GIVEN TEXT:
Transactions of the Victoria Institute,

volume VI. 1873


Today’s sharing from the Blue House of Via-HYGEIA is an excerpt from Maurice Nicoll’s ‘Living Time, and the Integration of Life’, Vincent Stuart Publishers, London, 1954. Reprinted by Eureka Editions in 1998. From Chapter III, from page 49 to 53.


At the dawn of our civilisation Pythagoras taught that the universe is a ‘harmony’. The word had distinct meanings. The Pythagoreans connected it with the musical scale. Burnet points out that it had the meaning of octave. In the second place, harmony meant the ‘tension of opposites’ held in balance. ‘The harmonious structure of the world depends on opposite tension, like that of the bow or the lyre’ (Heraklitus). Some thought that the universe could be represented by a scale of numbers. This was a definitely Pythagorean idea. Burnet believed that these numbers signified dimensions, i.e., one meant a point, two a line. Three-a plane, etc.

The harmony of the world was called the soul of the world. Just as musical harmony depends on certain numerical propor­tions in the length of strings, the universe was thought to be constructed so that its various parts were in harmonic relationship. From this point of view the universe is not haphazard, but an established order. For this reason, Pythagoras gave to it the name Cosmos, a word which came to mean order.

The soul of man was also regarded as a ‘harmony’. Plato speaks of the different elements in man as lying in a state of disorder but being capable of reaching a harmony on the principle of scale, as in a musical chord, where the various notes on different levels are brought into accord.

The lowest and most irrational part of man touches the world of the senses. The highest approximates to the world of Ideas and is beyond the level of logical reason. Plato describes these degrees in man as being comparable to four levels of mental development. In his theory of knowledge, they correspond to four forms of knowing. The lowest is little more than a simple consciousness of the images of objects. This lowest state (eikasia) gives the most superficial view of the world and conveys the least knowledge. The mental state is nothing but a series of images and dreams. ‘Shadows, images and dreams are the most obvious types of unreality and the contrast between them and realities is very striking to early thinkers, as it is to a mind which is just beginning to think’ (Richard Lewis Nettleship).

In the well-known analogy, Plato compares the ordinary mental state of man to that of a prisoner chained in a cave with his face to the wall, on which are thrown the shadows of real things outside the cave, of which latter he can begin to have no true idea unless he realises his situation and turns himself round. (This allegory is given in full later, page 189.) This is the state of eikasia, and it is characterised by continual uncertainty and vague­ness, a living, as it were, in a dream world of shadows and fears. In this state of illusion man is simply a dim reflex of the changing world in time, a procession of images caught by the senses.

WRITTEN TASK A: In the excerpt on harmony, what name did Pythagoras give to the universe, and what did that word come to mean?
WRITTEN TASK B: Write the next part of the excerpt on harmony, picking up right after its last sentence.
These lines come from a different source than the excerpt on harmony.

[Rows from a dataset]

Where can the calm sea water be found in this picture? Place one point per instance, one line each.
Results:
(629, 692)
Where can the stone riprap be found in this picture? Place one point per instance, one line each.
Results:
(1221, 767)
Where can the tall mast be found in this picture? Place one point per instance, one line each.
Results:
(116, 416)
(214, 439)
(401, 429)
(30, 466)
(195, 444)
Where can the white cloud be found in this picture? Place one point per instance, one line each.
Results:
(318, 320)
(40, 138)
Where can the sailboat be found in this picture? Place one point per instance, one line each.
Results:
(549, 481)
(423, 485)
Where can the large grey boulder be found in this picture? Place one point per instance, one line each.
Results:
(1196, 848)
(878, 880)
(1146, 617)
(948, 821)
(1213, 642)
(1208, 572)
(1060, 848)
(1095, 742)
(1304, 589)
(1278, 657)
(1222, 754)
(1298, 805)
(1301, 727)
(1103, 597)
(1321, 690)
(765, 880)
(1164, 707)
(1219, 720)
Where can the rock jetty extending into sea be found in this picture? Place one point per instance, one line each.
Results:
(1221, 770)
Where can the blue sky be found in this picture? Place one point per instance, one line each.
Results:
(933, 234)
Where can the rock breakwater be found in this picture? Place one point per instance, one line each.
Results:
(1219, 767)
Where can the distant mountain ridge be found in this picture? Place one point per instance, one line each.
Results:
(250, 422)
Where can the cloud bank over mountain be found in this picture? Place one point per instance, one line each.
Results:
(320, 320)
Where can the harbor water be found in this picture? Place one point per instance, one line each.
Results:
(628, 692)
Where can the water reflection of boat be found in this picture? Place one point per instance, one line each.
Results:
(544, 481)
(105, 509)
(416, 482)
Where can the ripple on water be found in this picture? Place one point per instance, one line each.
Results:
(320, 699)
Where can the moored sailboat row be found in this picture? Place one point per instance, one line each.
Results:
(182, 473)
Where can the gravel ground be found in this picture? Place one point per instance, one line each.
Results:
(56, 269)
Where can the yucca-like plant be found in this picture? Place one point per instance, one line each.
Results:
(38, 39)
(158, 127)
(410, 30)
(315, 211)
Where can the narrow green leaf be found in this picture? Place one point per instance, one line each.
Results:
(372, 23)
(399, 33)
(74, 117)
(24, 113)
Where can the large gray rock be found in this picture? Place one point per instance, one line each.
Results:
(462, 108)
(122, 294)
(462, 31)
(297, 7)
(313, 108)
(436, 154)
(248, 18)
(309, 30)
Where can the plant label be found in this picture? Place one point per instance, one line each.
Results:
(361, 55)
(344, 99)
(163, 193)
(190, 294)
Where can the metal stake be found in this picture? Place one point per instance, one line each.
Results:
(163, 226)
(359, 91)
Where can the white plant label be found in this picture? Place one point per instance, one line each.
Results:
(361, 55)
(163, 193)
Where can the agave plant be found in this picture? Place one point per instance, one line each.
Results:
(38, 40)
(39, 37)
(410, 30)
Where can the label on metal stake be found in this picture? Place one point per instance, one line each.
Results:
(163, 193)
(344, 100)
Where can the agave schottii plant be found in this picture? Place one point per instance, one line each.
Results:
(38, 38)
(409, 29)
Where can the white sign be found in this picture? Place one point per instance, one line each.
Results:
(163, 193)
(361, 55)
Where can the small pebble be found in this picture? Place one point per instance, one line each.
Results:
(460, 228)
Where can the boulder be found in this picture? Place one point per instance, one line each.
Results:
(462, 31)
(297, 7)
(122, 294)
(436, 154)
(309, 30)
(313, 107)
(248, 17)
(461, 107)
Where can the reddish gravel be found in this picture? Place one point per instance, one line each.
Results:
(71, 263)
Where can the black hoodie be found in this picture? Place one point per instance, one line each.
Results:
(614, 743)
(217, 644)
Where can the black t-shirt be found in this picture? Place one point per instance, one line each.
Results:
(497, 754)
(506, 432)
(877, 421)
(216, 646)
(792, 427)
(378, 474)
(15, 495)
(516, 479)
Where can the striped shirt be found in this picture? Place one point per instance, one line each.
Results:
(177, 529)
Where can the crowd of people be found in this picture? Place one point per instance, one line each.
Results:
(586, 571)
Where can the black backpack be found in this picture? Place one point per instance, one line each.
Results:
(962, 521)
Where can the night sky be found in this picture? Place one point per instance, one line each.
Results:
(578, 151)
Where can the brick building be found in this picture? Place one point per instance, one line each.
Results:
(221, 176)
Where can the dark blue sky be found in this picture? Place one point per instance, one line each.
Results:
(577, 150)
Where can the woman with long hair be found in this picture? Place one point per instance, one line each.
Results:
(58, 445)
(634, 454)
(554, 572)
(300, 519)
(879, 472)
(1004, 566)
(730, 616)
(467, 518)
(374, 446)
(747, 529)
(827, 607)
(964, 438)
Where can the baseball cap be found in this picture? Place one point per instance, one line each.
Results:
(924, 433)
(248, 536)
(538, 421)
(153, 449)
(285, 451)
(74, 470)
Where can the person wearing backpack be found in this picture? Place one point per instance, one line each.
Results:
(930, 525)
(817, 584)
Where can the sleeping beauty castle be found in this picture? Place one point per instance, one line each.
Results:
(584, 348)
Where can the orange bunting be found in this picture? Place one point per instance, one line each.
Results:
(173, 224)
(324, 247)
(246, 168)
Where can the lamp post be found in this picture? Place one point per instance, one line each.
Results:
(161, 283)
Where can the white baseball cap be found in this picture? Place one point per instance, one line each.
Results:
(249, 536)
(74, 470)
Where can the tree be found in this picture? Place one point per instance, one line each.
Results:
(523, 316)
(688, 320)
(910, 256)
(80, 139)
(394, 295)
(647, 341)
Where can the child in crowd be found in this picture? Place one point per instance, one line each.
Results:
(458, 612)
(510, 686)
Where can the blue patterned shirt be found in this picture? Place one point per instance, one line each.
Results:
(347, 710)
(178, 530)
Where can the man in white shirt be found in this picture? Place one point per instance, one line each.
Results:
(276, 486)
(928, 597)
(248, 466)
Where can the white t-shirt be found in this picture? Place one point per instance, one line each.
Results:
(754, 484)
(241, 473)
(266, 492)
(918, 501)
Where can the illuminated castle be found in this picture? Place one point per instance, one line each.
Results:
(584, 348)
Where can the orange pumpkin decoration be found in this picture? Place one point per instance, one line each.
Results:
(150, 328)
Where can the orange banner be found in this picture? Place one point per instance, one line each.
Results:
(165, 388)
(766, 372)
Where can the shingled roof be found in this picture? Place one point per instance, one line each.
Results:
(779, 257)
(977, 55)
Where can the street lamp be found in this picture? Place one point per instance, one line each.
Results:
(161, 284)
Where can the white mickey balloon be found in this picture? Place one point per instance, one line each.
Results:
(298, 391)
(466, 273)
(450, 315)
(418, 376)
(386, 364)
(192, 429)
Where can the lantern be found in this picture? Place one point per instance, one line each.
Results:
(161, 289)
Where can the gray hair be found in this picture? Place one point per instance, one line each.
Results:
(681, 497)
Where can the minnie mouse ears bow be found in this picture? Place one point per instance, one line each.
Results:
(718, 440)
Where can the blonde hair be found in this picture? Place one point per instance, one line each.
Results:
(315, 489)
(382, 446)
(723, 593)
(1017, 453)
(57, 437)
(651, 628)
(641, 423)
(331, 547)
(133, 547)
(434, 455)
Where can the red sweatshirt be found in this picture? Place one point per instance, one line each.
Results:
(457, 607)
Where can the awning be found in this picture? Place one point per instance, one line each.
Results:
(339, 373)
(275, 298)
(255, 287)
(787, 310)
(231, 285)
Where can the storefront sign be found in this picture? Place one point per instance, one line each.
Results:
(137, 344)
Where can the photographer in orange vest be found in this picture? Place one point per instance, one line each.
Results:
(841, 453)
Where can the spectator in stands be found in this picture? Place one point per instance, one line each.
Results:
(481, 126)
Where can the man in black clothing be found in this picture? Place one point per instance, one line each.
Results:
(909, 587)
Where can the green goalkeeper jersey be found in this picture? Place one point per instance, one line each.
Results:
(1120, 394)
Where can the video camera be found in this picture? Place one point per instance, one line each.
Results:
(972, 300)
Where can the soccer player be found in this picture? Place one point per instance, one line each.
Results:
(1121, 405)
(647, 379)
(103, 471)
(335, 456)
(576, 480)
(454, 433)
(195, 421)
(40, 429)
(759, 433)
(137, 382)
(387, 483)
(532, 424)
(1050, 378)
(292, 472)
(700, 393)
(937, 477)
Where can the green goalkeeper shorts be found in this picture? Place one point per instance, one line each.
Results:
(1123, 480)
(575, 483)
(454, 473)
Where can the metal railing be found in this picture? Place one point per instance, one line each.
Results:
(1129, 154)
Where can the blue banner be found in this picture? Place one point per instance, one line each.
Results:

EXPECTED ANSWER A: He called it Cosmos, a word that came to mean order.

EXPECTED ANSWER B:
We are mainly in this internal state of eikasia, for the major part of our lives. This is the state in which the soul lives at the bottom of the scale of reality within us. For while the ‘harmony’ or scale is sometimes called the soul itself, at other times the soul is spoken of as an energy that can be related to the higher or lower gradations in this scale.

The next stage defined by Plato is that of pistis. In this state we get to know by experience some of the tangible facts of life. We feel certain about some things and form definite opinions, or opinions are formed in us by imitation. These opinions may be quite contradictory if we come to examine them. But because each of them gives us a feeling of certainty we do not investigate them deeply, and do not wish to do so. It is sufficient that we have something to hold on to.

This is the stage of pistis, or belief and opinion; and however naïve it may be, it gives some feeling of certainty. So, we find people in different countries with certain similar beliefs in the tangible things of existence and quite different beliefs about the nature of things in general, but having some feeling of certainty in common. While there may be truth in some of these beliefs, as mere belief the inner perception of their truth is hindered.

Both the above states of mind were classed by Plato as opinion (doxa). Belief, and the perception of shadows, are not the waking reality. They are not understanding. One may hold a correct opinion but as long as it is an opinion it is not the perception of truth but only a kind of dream about it, i.e., the mind is not awakened.

When people begin to examine their opinions and find contra­dictions in their various beliefs, they begin to search for principles, or some unity underlying variety. Plato calls this stage of mental development dianoia.

When we reason from hypothesis as in geometry, we use this dianoetic thinking; or when we try to find a law connecting together various perceived phenomena. These two examples are, of course, not similar. Scientific thought is dianoetic in that it endeavours to abstract from the mass of sensible things in order to establish simple laws that explain phenomena descriptively.

Above this he puts the highest level in man, nous (mind). We may perhaps be able to see dimly something of what was meant by this term. If we could see all the relations and affinities that an object has, simultaneously, instead of as a confused collection of separately noticed properties, which often seem to be contra­dictory, we would be on the noetic level of conscious experience. ‘Suppose that different men of science had set themselves to work to exhaust all the properties of an object, and that all these properties came to be understood, we should regard the object as the centre in which a number of laws of nature, or what Plato would call forms, (ideas) converged‘ (Richard Lewis Nettleship).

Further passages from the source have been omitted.